- [YOUR GOAL]
Find every line in the records below that contains the string "black", and copy each of those lines. Case counts when matching.

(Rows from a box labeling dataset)
— Begin —

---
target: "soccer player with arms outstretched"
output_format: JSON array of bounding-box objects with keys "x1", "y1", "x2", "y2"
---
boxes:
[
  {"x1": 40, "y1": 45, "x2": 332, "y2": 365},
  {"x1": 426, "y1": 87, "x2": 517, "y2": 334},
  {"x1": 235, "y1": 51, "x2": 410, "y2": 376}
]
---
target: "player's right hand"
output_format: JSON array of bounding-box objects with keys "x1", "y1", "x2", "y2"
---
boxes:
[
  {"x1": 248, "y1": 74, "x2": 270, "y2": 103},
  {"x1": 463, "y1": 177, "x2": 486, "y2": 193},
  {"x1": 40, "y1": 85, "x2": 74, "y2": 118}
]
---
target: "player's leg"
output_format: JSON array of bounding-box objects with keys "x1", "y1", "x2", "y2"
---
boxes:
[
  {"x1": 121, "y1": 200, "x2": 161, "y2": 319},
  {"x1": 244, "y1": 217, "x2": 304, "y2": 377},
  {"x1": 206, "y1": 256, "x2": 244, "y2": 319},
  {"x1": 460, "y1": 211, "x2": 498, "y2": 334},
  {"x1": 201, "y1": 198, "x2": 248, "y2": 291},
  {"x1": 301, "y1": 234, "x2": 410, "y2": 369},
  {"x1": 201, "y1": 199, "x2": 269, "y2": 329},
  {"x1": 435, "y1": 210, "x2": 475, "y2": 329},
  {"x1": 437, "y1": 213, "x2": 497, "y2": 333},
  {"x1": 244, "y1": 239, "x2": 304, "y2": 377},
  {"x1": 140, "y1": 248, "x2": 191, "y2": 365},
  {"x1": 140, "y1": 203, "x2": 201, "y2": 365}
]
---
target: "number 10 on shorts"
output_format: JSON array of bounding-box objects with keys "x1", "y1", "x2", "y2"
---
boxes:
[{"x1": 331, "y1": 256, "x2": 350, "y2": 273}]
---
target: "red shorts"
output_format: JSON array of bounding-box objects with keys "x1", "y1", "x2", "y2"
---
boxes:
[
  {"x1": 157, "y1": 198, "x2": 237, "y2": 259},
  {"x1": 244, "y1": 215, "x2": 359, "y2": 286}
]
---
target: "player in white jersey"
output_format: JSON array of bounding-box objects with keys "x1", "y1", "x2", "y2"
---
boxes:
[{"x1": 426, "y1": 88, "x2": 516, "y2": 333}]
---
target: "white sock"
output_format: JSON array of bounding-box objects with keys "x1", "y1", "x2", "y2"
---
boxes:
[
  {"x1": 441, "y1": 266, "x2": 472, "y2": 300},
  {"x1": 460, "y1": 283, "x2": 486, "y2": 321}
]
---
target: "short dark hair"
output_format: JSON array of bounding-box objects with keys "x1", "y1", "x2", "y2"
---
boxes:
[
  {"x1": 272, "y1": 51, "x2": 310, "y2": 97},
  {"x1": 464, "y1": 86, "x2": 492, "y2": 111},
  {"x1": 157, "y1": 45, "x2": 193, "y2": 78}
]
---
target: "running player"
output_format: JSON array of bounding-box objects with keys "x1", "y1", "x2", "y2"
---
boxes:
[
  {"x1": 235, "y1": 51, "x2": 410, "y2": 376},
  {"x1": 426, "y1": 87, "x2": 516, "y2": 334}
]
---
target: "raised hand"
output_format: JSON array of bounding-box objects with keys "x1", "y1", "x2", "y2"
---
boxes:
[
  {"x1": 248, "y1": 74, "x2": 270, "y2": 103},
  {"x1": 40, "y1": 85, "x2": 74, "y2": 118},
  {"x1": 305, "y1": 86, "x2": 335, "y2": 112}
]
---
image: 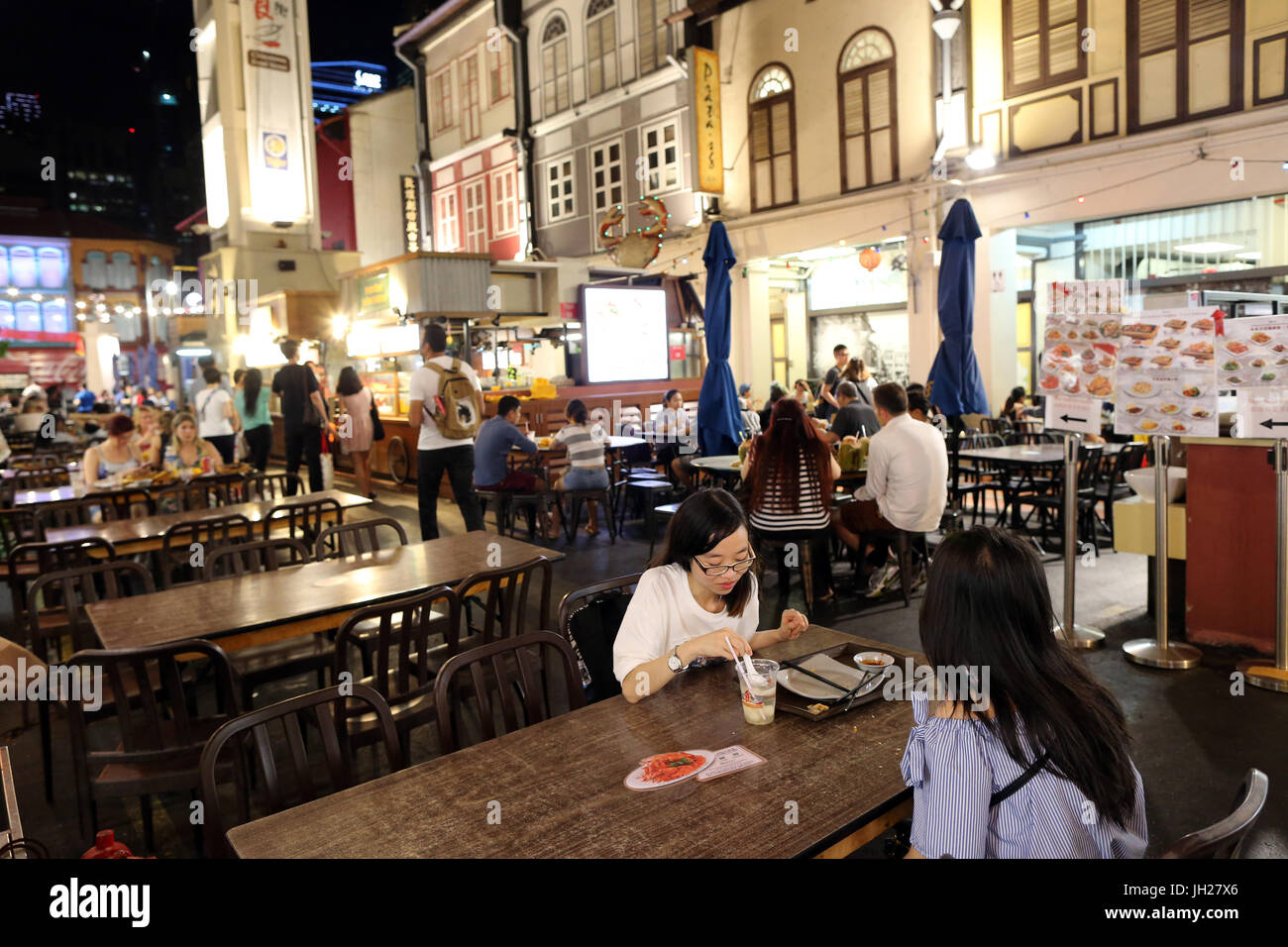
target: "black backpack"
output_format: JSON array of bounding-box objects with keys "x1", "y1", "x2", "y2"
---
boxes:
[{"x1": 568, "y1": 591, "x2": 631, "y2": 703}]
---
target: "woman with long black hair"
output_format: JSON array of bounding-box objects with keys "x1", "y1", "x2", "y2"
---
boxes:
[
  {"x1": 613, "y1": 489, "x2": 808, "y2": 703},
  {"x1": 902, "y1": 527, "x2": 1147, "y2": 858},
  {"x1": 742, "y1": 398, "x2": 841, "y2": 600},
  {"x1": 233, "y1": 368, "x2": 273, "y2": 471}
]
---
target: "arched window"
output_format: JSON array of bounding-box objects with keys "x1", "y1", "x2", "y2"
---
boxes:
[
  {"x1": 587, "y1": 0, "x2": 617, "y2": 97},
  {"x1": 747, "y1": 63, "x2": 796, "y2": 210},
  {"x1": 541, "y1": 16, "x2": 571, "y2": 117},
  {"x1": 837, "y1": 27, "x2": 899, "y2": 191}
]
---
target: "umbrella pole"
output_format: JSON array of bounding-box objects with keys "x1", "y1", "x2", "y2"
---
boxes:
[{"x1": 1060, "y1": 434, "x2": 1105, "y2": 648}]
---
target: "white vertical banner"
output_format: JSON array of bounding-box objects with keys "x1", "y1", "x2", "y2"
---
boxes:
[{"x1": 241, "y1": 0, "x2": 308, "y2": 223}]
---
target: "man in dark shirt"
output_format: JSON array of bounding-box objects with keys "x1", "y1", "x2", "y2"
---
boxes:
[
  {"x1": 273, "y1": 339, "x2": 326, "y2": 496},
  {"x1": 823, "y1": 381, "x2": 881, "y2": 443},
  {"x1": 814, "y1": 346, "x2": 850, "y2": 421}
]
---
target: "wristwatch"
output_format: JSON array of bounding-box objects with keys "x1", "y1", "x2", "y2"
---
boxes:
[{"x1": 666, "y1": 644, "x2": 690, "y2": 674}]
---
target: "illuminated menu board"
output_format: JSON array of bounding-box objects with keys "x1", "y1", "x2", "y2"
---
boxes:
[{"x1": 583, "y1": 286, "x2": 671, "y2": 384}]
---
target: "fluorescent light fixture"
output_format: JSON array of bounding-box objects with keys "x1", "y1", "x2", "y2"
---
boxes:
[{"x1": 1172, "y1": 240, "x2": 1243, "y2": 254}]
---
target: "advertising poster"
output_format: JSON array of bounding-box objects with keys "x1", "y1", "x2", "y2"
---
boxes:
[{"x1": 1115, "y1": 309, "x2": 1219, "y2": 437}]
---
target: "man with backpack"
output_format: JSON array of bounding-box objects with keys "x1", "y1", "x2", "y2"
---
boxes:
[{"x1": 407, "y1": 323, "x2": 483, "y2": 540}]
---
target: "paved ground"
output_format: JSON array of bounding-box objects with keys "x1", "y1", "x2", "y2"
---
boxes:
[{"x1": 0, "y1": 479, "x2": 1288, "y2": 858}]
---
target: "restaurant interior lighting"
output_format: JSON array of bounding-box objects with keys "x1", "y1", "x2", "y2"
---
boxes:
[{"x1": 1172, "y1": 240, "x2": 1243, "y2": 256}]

— End —

- [EXPECTED ANSWER]
target: "black backpack"
target: "woman with long black hair"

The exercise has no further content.